*WORK TO COMPLETE:* List each line below that contains the string "plaza". Matching is case-sensitive.

## Begin

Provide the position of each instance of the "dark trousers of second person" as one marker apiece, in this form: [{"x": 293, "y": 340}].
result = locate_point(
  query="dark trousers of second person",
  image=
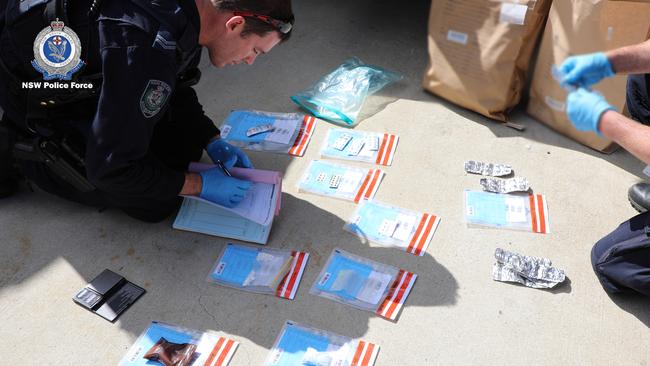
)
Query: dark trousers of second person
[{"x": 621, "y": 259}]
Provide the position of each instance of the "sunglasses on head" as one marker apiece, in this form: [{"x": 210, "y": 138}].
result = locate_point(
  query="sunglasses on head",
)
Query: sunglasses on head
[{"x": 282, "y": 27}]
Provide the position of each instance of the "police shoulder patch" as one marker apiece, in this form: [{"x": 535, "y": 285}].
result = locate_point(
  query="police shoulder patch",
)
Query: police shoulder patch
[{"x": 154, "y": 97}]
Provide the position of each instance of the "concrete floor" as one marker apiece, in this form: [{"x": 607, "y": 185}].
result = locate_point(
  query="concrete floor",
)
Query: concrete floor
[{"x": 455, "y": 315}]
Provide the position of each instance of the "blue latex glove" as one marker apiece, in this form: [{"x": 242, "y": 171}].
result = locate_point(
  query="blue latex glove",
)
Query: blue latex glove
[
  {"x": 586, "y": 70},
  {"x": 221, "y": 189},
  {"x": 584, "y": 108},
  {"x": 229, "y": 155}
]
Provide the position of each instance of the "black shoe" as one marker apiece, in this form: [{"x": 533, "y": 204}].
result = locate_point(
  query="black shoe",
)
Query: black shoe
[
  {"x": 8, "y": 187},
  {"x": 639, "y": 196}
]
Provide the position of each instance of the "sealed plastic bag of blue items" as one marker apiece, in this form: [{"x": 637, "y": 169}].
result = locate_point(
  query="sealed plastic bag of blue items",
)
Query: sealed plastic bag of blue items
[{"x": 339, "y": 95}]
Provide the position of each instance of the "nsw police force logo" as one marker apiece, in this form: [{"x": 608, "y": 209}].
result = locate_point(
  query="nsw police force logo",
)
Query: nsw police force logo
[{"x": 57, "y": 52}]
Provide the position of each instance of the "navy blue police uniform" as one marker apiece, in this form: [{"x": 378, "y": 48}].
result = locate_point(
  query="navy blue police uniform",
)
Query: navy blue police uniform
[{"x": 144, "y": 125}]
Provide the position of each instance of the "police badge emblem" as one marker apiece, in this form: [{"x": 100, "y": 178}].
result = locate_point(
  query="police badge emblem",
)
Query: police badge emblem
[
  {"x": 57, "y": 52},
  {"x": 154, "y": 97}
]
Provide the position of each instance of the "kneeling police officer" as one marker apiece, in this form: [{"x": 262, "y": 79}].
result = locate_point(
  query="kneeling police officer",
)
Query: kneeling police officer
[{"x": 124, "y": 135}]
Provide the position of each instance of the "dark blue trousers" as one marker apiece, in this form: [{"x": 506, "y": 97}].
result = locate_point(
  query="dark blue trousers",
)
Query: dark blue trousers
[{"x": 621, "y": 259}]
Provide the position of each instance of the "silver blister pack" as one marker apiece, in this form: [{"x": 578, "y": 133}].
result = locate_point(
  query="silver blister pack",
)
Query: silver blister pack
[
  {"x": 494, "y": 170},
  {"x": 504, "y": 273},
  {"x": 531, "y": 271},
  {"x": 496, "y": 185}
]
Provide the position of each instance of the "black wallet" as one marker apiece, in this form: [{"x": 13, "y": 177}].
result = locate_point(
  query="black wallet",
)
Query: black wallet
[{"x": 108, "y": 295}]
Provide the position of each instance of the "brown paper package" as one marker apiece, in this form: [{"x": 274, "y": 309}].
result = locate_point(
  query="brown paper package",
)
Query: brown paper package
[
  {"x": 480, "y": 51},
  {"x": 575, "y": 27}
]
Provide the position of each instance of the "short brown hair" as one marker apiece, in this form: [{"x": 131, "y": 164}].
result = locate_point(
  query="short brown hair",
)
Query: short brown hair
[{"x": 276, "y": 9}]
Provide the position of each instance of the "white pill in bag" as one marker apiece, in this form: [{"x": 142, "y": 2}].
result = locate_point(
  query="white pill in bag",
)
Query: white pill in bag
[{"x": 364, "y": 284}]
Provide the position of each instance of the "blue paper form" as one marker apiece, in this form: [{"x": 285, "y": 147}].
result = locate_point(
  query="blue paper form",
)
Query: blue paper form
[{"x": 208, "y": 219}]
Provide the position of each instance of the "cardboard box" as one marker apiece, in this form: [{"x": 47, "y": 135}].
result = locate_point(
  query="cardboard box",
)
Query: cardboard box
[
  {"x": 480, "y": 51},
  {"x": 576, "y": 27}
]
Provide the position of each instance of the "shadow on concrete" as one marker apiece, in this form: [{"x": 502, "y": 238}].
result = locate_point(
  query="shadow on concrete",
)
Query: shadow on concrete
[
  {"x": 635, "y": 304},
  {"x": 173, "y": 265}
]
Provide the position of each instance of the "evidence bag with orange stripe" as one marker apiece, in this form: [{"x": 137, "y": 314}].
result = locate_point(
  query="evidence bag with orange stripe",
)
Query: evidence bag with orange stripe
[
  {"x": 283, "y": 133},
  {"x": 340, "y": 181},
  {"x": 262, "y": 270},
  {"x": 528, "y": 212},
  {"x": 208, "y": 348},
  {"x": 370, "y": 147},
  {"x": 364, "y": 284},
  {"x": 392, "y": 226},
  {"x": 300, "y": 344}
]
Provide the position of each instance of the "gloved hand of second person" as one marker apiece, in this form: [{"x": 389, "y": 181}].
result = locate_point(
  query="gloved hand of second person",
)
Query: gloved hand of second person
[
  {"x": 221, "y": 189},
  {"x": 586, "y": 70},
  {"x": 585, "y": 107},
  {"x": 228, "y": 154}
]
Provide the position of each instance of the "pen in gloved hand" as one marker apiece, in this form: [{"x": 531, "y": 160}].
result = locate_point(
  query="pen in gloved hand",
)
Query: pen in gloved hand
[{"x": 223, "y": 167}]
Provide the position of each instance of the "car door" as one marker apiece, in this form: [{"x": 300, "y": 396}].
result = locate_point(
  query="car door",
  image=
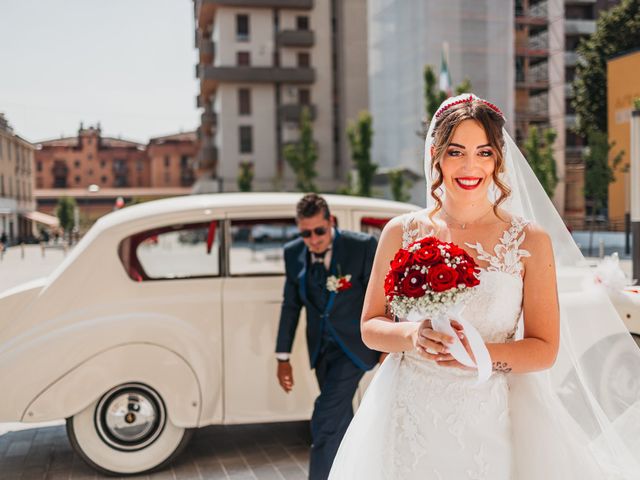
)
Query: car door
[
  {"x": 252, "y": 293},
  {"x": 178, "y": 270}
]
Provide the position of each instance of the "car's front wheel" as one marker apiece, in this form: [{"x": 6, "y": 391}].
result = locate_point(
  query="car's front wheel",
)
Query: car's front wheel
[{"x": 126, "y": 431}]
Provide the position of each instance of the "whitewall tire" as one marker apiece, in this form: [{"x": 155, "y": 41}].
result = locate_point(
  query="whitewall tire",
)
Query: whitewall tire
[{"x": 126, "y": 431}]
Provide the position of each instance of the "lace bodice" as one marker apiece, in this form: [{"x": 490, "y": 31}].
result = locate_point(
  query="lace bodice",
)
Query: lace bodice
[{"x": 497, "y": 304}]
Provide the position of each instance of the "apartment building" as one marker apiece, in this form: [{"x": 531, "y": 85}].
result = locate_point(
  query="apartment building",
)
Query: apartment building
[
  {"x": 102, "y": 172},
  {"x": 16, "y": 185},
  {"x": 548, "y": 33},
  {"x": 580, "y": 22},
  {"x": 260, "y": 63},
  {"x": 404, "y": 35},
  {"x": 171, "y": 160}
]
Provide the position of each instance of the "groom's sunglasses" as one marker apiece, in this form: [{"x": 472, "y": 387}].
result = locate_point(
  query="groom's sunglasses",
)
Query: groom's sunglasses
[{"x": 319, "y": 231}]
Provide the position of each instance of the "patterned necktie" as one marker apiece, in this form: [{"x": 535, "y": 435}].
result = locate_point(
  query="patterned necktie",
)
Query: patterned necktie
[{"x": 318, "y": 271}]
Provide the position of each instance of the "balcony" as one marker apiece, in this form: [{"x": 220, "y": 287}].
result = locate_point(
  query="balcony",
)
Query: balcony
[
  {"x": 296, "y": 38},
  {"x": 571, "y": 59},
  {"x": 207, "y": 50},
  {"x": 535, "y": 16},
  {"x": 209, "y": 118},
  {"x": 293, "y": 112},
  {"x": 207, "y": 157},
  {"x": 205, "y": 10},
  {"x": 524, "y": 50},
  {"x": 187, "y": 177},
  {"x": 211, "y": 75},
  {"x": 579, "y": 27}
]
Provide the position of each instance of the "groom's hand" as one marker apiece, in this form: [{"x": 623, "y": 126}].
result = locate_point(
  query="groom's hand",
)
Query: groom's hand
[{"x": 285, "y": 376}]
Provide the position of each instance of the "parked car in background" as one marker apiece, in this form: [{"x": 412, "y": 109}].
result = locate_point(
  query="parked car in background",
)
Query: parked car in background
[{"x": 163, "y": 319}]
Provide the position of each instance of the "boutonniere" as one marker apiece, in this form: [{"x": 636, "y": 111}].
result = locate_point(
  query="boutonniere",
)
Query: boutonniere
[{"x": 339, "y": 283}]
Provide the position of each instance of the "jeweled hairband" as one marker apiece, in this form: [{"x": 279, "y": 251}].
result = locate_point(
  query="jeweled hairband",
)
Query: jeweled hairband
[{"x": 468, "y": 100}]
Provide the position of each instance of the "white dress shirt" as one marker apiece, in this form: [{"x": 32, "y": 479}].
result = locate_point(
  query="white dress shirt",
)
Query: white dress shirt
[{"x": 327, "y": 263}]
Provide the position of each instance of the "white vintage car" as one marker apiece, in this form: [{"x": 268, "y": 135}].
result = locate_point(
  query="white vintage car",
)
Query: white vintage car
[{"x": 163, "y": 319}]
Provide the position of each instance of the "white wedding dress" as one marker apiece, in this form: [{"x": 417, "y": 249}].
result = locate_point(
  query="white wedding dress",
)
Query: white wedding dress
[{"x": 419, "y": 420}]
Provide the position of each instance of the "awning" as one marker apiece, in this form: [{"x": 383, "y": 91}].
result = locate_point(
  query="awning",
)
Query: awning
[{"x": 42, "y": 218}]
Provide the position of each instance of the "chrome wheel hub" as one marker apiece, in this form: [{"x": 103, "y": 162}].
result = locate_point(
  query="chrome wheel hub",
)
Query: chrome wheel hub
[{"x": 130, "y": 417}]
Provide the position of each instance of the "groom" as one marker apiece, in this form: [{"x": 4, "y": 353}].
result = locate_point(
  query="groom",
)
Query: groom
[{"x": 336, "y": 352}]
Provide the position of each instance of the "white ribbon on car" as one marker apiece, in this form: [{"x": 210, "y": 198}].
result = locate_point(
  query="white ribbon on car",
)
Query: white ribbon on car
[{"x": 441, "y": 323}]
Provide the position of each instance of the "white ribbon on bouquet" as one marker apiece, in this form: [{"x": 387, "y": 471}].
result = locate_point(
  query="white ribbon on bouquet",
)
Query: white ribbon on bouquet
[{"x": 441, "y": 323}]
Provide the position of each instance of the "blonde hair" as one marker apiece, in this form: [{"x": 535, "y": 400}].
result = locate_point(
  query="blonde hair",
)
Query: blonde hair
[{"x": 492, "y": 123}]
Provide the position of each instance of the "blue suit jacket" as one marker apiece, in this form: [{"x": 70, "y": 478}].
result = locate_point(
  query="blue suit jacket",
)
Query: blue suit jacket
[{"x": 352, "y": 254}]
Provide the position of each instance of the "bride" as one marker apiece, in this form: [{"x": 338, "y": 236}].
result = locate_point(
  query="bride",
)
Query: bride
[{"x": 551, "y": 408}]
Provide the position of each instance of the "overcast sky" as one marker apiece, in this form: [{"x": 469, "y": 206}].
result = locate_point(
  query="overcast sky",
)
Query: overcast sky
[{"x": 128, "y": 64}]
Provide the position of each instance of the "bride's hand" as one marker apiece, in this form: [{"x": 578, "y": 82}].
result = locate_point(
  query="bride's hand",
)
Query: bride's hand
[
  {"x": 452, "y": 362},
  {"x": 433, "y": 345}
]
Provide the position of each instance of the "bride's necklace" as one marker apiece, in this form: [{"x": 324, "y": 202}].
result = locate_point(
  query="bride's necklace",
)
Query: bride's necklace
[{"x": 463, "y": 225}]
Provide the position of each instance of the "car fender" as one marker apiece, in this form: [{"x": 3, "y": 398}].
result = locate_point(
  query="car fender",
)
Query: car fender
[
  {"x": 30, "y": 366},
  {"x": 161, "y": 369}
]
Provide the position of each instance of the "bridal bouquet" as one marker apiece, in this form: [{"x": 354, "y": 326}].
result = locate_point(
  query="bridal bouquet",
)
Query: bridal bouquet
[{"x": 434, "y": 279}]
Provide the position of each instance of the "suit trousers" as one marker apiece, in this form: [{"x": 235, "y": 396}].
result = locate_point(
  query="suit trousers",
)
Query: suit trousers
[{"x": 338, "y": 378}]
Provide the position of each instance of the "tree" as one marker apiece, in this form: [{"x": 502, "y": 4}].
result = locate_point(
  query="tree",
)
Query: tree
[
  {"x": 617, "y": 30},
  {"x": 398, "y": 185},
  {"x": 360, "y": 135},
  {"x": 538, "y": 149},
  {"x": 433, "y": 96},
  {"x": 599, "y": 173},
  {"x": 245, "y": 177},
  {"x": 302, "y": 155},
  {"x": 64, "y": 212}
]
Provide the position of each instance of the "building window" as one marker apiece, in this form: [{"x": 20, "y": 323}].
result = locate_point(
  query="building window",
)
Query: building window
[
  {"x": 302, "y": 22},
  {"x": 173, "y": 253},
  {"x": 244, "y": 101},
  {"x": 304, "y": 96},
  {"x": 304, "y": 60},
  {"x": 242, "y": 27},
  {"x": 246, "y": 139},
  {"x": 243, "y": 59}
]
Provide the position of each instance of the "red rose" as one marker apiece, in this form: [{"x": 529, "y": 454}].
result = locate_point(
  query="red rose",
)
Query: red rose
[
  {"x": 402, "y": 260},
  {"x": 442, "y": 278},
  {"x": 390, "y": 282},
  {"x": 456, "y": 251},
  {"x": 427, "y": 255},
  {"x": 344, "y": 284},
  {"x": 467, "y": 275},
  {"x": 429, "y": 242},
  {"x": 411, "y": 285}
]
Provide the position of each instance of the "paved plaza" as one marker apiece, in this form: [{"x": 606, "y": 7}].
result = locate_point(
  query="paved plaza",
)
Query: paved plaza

## End

*TASK SOLUTION:*
Provide the position of each instance of the "paved plaza" as one marker apiece, in this form: [{"x": 606, "y": 7}].
  query="paved plaza",
Query: paved plaza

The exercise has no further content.